SOURCE EXCERPT:

________________________________________

= Latmiya =

Muharram ritual expressing grief

Latmiya (لَطْمِيَّة), Matam (ماتم; मातम), Sina-Zani (Persian: سینه زنی) or Sinadoydu (Sinədöydü; سینه‌دویدو) is a form of ritual mourning practiced by Shia muslims. The practice involves the rhythmic thumping or striking of the chest usually with the hand, often accompanied by participants reciting poetic elegies and chants that commemorate the martyrdom Prophet Muhammad's grandson, Husayn Ibn Ali and his companions who were brutally killed during the Battle of Karbala. Although it is also done to commemorate other holy figures within Shia Islam.

Latmiya forms part of the wider tradition of azadari, Mourning practices commemorate Husayn ibn Ali and his comrades' deaths at the Battle of Karbala in 680 CE. The ritual serves religious, emotional, cultural, and social purposes, and in some historical and contemporary circumstances, it has taken on political significance.

________________________________________

PROBLEMS TO WORK ON:
1/ Transcribe the passage of the Latmiya article that starts at "Muharram ritual expressing" and ends at "within Shia Islam.".
2/ List every purpose that the Latmiya article says the ritual serves.

RECORDED DATA:

________________________________________

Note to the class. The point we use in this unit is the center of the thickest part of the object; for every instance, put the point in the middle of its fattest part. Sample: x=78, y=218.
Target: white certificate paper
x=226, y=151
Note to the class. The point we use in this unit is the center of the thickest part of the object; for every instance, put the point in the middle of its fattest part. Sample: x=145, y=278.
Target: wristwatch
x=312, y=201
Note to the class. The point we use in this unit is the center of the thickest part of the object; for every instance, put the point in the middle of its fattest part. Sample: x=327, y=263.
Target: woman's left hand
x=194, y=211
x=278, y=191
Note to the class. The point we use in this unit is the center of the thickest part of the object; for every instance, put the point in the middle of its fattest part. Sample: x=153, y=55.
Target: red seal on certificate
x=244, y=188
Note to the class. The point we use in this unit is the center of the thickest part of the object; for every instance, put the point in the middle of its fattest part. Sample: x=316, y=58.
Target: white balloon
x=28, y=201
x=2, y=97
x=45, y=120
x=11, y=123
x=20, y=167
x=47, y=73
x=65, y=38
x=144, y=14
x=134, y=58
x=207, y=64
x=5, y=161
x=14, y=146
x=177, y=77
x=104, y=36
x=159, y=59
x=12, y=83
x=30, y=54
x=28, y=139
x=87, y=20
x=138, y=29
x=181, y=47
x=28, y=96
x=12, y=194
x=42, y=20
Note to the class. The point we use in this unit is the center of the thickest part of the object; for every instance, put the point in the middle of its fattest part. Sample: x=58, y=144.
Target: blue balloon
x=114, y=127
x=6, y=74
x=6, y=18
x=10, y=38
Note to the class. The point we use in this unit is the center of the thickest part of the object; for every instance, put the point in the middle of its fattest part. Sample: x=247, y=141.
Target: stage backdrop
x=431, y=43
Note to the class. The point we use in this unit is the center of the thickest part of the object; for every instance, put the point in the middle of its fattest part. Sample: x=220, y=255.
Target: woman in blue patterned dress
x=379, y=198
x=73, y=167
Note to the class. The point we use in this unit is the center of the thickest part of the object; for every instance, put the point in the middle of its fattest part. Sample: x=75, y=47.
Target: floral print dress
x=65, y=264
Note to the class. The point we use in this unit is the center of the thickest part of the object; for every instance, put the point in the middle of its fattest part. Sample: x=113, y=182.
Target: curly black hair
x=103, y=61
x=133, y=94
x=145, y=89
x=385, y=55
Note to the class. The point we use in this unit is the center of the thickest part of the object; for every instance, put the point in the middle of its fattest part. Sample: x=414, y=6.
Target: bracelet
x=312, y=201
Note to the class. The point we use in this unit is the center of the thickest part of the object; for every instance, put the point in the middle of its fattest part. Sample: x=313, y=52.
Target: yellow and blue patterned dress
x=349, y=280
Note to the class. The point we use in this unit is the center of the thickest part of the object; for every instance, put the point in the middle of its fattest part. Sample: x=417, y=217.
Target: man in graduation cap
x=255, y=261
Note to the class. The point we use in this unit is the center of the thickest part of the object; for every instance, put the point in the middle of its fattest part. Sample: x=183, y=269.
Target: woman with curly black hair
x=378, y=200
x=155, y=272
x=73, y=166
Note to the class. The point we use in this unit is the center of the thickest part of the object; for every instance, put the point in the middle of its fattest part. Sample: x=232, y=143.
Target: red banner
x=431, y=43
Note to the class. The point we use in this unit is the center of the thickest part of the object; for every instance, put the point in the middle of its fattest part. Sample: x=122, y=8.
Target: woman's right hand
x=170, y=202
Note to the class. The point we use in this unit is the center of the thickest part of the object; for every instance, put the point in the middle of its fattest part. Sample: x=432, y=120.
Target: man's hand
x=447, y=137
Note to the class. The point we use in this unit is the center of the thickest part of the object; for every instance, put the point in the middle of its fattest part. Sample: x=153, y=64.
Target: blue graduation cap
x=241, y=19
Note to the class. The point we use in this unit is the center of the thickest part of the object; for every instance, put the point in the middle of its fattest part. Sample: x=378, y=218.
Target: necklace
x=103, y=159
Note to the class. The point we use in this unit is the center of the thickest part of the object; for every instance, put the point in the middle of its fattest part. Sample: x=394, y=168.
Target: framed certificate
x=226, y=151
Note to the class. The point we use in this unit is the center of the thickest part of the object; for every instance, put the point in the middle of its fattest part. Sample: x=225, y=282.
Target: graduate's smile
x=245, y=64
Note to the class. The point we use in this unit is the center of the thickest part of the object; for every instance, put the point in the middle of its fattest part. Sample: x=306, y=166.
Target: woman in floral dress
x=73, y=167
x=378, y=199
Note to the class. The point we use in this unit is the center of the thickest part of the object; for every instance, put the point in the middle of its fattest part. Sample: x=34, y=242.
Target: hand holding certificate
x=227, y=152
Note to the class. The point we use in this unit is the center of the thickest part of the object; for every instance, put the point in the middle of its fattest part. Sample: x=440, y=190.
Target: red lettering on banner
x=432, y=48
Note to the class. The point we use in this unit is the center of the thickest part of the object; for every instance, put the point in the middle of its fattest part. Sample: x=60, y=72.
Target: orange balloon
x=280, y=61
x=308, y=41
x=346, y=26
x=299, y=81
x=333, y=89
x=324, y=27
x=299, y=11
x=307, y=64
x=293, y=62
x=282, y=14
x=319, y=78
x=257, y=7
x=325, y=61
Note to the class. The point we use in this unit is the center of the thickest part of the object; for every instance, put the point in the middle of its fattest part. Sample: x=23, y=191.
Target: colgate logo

________________________________________

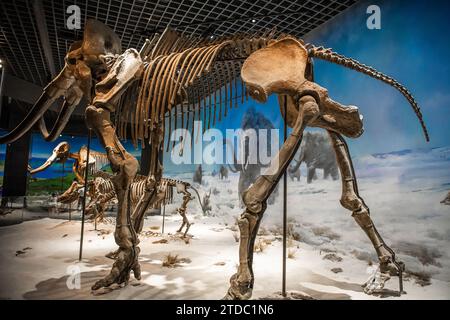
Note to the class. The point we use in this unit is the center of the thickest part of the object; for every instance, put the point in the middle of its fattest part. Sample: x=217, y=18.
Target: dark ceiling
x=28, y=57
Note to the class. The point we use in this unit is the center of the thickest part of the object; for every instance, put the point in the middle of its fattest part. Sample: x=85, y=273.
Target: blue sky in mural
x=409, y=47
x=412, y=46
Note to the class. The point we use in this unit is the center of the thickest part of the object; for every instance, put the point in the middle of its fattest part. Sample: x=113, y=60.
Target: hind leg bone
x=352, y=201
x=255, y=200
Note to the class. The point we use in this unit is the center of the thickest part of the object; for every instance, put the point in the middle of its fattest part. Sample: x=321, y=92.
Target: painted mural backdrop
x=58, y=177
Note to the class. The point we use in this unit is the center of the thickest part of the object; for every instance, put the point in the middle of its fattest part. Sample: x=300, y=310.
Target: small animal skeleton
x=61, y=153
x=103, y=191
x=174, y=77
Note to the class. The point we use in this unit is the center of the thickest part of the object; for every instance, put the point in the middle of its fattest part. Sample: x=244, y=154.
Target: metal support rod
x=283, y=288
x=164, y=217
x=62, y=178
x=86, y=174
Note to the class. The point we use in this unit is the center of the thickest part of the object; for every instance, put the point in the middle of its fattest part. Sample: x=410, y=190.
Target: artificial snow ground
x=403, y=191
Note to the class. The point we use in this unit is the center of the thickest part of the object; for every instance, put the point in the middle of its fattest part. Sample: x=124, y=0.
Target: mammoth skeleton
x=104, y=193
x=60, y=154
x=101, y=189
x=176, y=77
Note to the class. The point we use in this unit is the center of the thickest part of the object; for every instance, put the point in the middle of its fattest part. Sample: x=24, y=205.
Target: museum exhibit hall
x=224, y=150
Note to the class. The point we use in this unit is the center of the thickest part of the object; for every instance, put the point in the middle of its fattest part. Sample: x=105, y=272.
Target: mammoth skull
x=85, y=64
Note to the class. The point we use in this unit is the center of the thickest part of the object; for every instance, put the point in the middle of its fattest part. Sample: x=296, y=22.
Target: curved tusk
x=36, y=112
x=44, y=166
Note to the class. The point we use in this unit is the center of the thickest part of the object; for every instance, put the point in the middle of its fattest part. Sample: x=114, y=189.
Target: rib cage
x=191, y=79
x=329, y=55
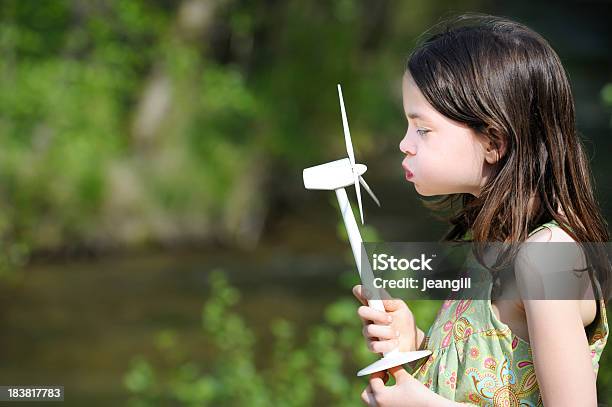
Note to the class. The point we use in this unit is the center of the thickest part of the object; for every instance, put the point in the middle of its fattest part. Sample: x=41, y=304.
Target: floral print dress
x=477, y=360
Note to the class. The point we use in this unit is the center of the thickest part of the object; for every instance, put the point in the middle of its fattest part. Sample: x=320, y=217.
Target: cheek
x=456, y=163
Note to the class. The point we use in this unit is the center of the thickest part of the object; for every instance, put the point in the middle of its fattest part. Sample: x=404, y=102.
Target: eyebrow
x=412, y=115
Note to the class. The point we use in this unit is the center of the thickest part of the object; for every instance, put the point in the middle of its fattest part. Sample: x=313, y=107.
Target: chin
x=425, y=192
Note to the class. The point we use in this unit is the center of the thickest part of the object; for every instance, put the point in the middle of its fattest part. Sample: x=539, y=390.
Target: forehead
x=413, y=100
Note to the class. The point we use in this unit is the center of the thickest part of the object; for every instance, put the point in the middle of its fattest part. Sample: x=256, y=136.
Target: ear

________________________________________

OUTPUTS IN ORDER:
1/
Muharram ritual expressing grief

Latmiya (لَطْمِيَّة), Matam (ماتم; मातम), Sina-Zani (Persian: سینه زنی) or Sinadoydu (Sinədöydü; سینه‌دویدو) is a form of ritual mourning practiced by Shia muslims. The practice involves the rhythmic thumping or striking of the chest usually with the hand, often accompanied by participants reciting poetic elegies and chants that commemorate the martyrdom Prophet Muhammad's grandson, Husayn Ibn Ali and his companions who were brutally killed during the Battle of Karbala. Although it is also done to commemorate other holy figures within Shia Islam.

2/ Religious, emotional, cultural, and social.